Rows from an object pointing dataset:
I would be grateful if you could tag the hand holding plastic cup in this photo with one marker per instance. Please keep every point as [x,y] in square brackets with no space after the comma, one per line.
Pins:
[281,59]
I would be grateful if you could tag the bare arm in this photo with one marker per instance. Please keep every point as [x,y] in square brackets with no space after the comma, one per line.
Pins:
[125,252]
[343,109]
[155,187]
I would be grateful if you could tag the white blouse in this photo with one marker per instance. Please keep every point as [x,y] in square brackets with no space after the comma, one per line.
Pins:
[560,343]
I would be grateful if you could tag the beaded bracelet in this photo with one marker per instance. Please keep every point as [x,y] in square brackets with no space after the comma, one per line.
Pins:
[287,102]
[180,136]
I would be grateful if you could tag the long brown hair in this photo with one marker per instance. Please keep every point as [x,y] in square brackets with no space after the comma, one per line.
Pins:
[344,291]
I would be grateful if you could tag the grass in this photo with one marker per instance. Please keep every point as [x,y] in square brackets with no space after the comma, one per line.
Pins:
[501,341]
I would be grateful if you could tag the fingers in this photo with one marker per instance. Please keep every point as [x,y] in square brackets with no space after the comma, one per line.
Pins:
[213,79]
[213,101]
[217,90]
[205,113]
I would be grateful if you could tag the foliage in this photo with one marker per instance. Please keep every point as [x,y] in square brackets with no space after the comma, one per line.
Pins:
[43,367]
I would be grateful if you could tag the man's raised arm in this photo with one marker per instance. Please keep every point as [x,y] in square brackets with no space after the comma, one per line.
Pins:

==

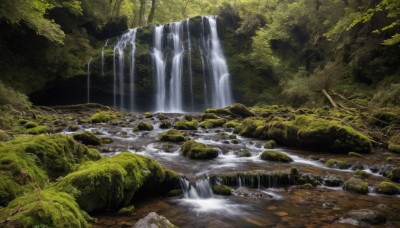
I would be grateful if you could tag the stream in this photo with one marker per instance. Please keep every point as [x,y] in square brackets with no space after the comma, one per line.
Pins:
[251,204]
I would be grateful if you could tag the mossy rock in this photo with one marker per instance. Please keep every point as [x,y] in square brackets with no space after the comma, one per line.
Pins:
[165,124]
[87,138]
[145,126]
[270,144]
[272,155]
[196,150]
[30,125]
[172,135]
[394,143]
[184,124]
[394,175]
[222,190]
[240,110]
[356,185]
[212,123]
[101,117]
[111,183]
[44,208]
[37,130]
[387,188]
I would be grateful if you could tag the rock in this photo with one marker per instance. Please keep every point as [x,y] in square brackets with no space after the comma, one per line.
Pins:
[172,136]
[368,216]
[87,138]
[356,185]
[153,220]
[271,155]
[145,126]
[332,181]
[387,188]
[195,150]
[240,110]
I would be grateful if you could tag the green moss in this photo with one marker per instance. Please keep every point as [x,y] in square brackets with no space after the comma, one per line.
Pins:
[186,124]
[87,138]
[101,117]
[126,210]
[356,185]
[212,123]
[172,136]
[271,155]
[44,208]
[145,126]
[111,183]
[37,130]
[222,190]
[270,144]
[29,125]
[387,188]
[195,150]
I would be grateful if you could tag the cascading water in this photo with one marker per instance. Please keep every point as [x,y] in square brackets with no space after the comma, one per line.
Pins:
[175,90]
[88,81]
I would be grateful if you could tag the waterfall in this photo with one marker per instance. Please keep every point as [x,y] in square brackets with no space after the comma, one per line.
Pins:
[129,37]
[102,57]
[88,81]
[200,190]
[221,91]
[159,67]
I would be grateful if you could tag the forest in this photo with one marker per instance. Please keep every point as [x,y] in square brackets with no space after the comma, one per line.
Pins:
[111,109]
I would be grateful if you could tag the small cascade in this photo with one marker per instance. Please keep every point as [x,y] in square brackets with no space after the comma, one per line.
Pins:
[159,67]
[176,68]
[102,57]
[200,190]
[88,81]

__Brief__
Gather every line in the material above that contains the word "rock" and copy each one in full. Case counts, so match only that exact capitalization.

__Answer to this problem__
I would be grateful if you could tag the mossy rock in this photo with one marker per instance. Please keep every point as [x,y] in square brackets with no space after the comma, one per line.
I would be grateful if you could tag the rock in this photo with one marker per instance. Please keep every point as [x,y] in square brackets with no space after the comma, one per line.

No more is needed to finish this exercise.